Natural-language object grounding data:

----------

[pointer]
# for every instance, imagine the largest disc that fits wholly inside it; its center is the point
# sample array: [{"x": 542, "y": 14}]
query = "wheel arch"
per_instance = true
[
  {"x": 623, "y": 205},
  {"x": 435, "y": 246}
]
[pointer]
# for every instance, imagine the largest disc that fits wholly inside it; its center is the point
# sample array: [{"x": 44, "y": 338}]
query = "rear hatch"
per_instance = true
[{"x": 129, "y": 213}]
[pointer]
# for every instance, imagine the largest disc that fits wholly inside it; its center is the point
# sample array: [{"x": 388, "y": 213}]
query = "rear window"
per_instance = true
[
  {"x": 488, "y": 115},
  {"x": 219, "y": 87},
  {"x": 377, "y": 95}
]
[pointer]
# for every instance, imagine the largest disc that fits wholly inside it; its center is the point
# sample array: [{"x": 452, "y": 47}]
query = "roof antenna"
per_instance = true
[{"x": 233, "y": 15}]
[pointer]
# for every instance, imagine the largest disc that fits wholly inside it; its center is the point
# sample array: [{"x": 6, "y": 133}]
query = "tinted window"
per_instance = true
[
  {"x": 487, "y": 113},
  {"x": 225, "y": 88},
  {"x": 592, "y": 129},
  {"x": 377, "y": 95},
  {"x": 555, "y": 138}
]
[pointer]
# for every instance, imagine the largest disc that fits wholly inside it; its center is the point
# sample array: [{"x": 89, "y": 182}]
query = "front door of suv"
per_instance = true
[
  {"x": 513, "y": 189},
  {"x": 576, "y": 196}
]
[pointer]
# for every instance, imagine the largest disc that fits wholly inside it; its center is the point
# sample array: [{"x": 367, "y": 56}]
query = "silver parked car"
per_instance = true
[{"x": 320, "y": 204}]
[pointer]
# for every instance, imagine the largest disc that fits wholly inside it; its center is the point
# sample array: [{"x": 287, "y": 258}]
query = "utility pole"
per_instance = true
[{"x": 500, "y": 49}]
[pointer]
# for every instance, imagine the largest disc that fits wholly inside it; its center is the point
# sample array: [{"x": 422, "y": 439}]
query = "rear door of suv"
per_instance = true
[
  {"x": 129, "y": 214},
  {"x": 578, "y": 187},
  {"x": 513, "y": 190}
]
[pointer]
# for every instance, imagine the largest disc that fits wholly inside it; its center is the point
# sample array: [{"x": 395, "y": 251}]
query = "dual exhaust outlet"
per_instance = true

----------

* **Task objective**: The records above must be set down again exactly as written.

* **Solved exercise**:
[pointer]
# for every instance, imagine the largest disc that fits wholly inside it; its center is the point
# sample array: [{"x": 542, "y": 14}]
query = "wheel arch"
per_instance = true
[
  {"x": 623, "y": 205},
  {"x": 435, "y": 246}
]
[pointer]
# for every instance, imagine the largest disc that fits wholly inside it; its center is the point
# sample array: [{"x": 44, "y": 338}]
query = "rear hatch"
per_instance = true
[{"x": 129, "y": 213}]
[pointer]
# for every instance, imagine the largest disc that fits wholly inside it; its center is the point
# sample array: [{"x": 388, "y": 213}]
query = "rear window"
per_instance = true
[
  {"x": 488, "y": 115},
  {"x": 219, "y": 87},
  {"x": 377, "y": 95}
]
[pointer]
# for every instance, imagine the largest disc that fits wholly inside it; its center is the point
# sample array: [{"x": 452, "y": 47}]
query = "roof antenna"
per_instance = true
[{"x": 233, "y": 15}]
[pointer]
# for every instance, imagine the largest disc that fits wholly inside it; its center is the point
# sample array: [{"x": 6, "y": 133}]
query = "tinted window"
per_instance = true
[
  {"x": 487, "y": 113},
  {"x": 225, "y": 88},
  {"x": 592, "y": 129},
  {"x": 377, "y": 95},
  {"x": 555, "y": 138}
]
[pointer]
# for every instance, imagine the largest disc that fits wholly inside it; its center is the point
# sample array: [{"x": 89, "y": 182}]
query = "front door of suv"
per_instance = true
[
  {"x": 513, "y": 189},
  {"x": 576, "y": 196}
]
[pointer]
# for every instance, imagine the largest disc that fits wholly inside it; its center is the point
# sample array: [{"x": 367, "y": 56}]
query = "silver parked car"
per_instance = true
[{"x": 320, "y": 204}]
[pointer]
# for every instance, imagine the largest disc that fits wholly inside it; its center is the point
# sample array: [{"x": 287, "y": 258}]
query = "utility pole"
per_instance = true
[{"x": 500, "y": 49}]
[pointer]
# for every instance, imagine the largest disc that fits wholly inside it; its center is the point
# sample array: [{"x": 422, "y": 439}]
query = "rear door of suv"
per_instance = true
[
  {"x": 129, "y": 214},
  {"x": 578, "y": 187},
  {"x": 513, "y": 190}
]
[pointer]
# for every instance, imagine the largest disc that fits wholly inside it; its center is the point
# sample array: [{"x": 395, "y": 251}]
query = "dual exhaust outlet"
per_instance = true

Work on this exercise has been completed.